▶ Dataset excerpt
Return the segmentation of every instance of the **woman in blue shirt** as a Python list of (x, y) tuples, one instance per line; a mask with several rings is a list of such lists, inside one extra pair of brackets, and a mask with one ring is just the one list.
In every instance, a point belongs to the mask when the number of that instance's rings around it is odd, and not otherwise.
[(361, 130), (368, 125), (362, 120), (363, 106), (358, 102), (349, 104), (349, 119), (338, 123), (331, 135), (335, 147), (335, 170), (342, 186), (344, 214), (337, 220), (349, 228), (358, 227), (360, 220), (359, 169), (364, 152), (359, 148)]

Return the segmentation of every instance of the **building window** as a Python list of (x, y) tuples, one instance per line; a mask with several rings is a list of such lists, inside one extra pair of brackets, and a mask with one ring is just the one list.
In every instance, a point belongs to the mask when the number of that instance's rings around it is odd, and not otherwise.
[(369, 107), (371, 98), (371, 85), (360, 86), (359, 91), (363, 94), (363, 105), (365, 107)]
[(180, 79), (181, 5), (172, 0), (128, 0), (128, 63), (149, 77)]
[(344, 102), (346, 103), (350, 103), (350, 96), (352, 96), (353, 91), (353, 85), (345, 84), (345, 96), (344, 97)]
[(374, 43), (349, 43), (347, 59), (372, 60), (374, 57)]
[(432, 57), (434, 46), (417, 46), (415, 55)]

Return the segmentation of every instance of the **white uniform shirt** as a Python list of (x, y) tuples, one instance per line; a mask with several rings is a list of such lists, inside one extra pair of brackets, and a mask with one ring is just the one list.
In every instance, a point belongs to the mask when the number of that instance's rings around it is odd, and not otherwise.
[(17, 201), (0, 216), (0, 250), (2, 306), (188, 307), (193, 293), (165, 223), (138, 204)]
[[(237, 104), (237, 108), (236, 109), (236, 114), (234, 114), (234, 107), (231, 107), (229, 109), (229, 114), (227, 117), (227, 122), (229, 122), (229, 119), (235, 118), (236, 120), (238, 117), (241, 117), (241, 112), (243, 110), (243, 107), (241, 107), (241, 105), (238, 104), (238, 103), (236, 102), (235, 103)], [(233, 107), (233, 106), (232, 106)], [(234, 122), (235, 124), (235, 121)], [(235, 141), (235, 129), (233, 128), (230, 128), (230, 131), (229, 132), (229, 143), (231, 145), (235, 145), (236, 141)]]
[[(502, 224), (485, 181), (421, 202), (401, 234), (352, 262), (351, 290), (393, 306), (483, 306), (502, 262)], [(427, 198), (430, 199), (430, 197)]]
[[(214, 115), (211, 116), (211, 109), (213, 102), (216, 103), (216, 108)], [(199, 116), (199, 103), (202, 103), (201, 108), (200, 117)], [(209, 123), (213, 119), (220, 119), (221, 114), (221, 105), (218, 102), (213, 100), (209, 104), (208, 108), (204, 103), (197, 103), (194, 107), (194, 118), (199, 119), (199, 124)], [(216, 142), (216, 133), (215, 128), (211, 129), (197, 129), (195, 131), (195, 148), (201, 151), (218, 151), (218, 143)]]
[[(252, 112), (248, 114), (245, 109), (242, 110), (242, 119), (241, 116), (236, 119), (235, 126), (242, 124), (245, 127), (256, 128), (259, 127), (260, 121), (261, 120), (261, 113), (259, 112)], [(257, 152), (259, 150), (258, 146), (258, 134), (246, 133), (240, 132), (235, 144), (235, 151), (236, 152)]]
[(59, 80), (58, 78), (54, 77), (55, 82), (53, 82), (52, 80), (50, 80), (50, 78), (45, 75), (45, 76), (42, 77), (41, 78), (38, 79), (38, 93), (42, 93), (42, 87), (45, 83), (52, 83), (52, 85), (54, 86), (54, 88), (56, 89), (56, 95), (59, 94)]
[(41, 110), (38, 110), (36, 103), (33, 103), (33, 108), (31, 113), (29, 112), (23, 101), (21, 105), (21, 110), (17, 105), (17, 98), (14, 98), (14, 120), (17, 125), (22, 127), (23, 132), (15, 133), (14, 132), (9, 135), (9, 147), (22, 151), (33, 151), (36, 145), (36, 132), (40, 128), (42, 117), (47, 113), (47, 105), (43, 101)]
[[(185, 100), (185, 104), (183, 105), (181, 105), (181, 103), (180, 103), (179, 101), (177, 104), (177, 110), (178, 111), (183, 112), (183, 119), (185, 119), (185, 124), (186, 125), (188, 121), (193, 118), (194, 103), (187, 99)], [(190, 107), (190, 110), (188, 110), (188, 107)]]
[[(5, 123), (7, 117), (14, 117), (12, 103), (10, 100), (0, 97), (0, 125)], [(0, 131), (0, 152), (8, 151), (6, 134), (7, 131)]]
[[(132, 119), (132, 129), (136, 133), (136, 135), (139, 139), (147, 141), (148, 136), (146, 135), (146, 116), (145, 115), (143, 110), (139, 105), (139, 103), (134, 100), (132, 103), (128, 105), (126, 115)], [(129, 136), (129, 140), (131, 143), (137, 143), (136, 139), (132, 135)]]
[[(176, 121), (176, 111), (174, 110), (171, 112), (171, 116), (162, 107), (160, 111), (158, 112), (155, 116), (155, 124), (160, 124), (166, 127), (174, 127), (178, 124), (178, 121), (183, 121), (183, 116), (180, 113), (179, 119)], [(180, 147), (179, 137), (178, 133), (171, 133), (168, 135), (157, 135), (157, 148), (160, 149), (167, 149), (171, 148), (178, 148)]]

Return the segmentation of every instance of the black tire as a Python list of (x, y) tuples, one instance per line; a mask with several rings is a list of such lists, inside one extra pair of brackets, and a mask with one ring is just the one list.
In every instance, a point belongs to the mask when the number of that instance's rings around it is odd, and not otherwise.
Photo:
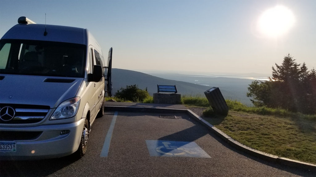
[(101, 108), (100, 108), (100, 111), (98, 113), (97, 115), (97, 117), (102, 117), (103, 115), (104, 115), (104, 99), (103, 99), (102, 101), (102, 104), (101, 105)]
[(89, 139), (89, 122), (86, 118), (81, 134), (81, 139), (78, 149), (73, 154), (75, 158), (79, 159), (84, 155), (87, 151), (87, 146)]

▶ Exercise prompt
Reproduce every item above word for word, leaving out the pictures.

▶ Answer
Return the segmentation of every instance of the **woman in blue shirt** as a Python list of (x, y) tuples, one instance per line; a mask with several rings is a list of such lists, inside one extra pair of brackets, and a mask with one ring is just the one list.
In every instance, a point belongs to the mask when the number of that instance's rings around it is odd, and not otherwise.
[(361, 130), (368, 125), (362, 120), (363, 106), (358, 102), (349, 104), (349, 119), (338, 123), (331, 135), (335, 147), (335, 170), (342, 186), (344, 214), (337, 220), (349, 228), (358, 227), (360, 220), (359, 169), (364, 152), (359, 148)]

Return the segmentation of every instance of the **building window** as a Python list of (x, y) tuples, one instance per line; a mask with several rings is a list of such lists, inside one extra pair of brackets, and a mask with one ring is just the one list.
In every instance, a point belongs to the mask when the number of that instance's rings around it is odd, and not otherwise.
[(369, 107), (371, 98), (371, 85), (360, 86), (359, 91), (363, 94), (363, 105), (365, 107)]
[(180, 79), (181, 5), (172, 0), (128, 0), (128, 63), (149, 77)]
[(344, 102), (346, 103), (350, 103), (350, 96), (352, 96), (353, 91), (353, 85), (345, 84), (345, 96), (344, 97)]
[(374, 43), (349, 43), (347, 59), (372, 60), (374, 57)]
[(432, 57), (434, 46), (417, 46), (415, 55)]

Return the segmentation of every instance of the **white uniform shirt** as a Python list of (x, y) tuples, one instance per line; a mask with several rings is a list of such lists, inside one extra pair of brackets, and a mask with one ring is just the one list.
In every instance, a point belongs to the mask when the number of that instance's rings around it is odd, and not otherwise.
[(17, 201), (0, 216), (0, 250), (2, 306), (188, 307), (193, 293), (165, 223), (138, 204)]
[[(237, 104), (237, 108), (236, 109), (236, 114), (234, 114), (234, 107), (231, 107), (229, 109), (229, 114), (227, 117), (227, 122), (229, 122), (229, 119), (235, 118), (236, 120), (238, 117), (241, 117), (241, 112), (243, 110), (243, 107), (241, 107), (241, 105), (238, 104), (238, 103), (236, 102), (235, 103)], [(233, 107), (233, 106), (232, 106)], [(234, 122), (235, 124), (235, 121)], [(235, 141), (235, 129), (233, 128), (230, 128), (230, 131), (229, 132), (229, 143), (231, 145), (235, 145), (236, 141)]]
[[(502, 224), (485, 181), (421, 202), (401, 234), (352, 262), (351, 290), (393, 306), (483, 306), (502, 262)], [(427, 198), (430, 199), (430, 197)]]
[[(214, 115), (211, 116), (211, 109), (213, 102), (216, 103), (216, 108)], [(199, 116), (199, 103), (202, 103), (201, 108), (200, 117)], [(209, 123), (213, 119), (220, 119), (221, 114), (221, 105), (218, 102), (213, 100), (209, 104), (208, 108), (204, 103), (197, 103), (194, 107), (194, 118), (199, 119), (199, 124)], [(216, 142), (216, 133), (215, 128), (211, 129), (197, 129), (195, 131), (195, 148), (201, 151), (218, 151), (218, 143)]]
[[(252, 112), (248, 114), (245, 109), (242, 110), (242, 119), (241, 116), (236, 119), (235, 126), (242, 124), (245, 127), (256, 128), (259, 127), (260, 121), (261, 120), (261, 113), (259, 112)], [(257, 152), (259, 150), (258, 146), (258, 134), (246, 133), (240, 132), (235, 144), (235, 151), (236, 152)]]
[(59, 80), (58, 78), (54, 77), (55, 82), (53, 82), (52, 80), (50, 80), (50, 78), (45, 75), (45, 76), (42, 77), (41, 78), (38, 79), (38, 93), (42, 93), (42, 87), (45, 83), (52, 83), (52, 85), (54, 86), (54, 88), (56, 89), (56, 95), (59, 94)]
[(41, 110), (38, 110), (36, 103), (33, 103), (33, 108), (31, 113), (29, 112), (23, 101), (21, 105), (21, 110), (17, 105), (17, 98), (14, 98), (14, 120), (17, 125), (22, 127), (23, 132), (15, 133), (14, 132), (9, 135), (9, 147), (22, 151), (33, 151), (36, 145), (36, 132), (40, 128), (42, 117), (47, 113), (47, 105), (43, 101)]
[[(185, 100), (185, 104), (183, 105), (181, 105), (181, 103), (180, 103), (179, 101), (177, 104), (177, 110), (178, 111), (183, 112), (183, 119), (185, 119), (185, 124), (186, 125), (188, 121), (193, 118), (194, 103), (187, 99)], [(190, 107), (190, 110), (188, 110), (188, 107)]]
[[(5, 123), (7, 117), (14, 117), (12, 103), (10, 100), (0, 97), (0, 125)], [(0, 131), (0, 152), (8, 151), (6, 134), (7, 131)]]
[[(132, 119), (132, 129), (136, 133), (136, 135), (139, 139), (147, 141), (148, 136), (146, 135), (146, 116), (145, 115), (143, 110), (139, 105), (139, 103), (134, 100), (132, 103), (128, 105), (126, 115)], [(129, 136), (129, 140), (131, 143), (137, 143), (136, 139), (132, 135)]]
[[(176, 121), (176, 111), (174, 110), (171, 112), (171, 116), (162, 107), (160, 111), (158, 112), (155, 116), (155, 124), (160, 124), (166, 127), (174, 127), (178, 124), (178, 121), (183, 121), (183, 116), (180, 113), (179, 119)], [(180, 147), (179, 137), (178, 133), (171, 133), (168, 135), (157, 135), (157, 148), (160, 149), (167, 149), (171, 148), (178, 148)]]

Return the segmentation of every instance of the black tire as a Python list of (x, y) tuples, one instance per line; a mask with several rings is a list of such lists, inside one extra pair of brackets, and a mask with one ring is just the one list.
In every instance, a point belongs to the mask when the number of that instance's rings around it is odd, and not otherwise.
Photo:
[(101, 108), (100, 108), (100, 111), (98, 113), (97, 115), (97, 117), (102, 117), (103, 115), (104, 115), (104, 99), (103, 99), (102, 101), (102, 104), (101, 105)]
[(89, 139), (89, 122), (86, 118), (81, 134), (81, 139), (78, 149), (73, 154), (75, 158), (79, 159), (84, 155), (87, 151), (87, 146)]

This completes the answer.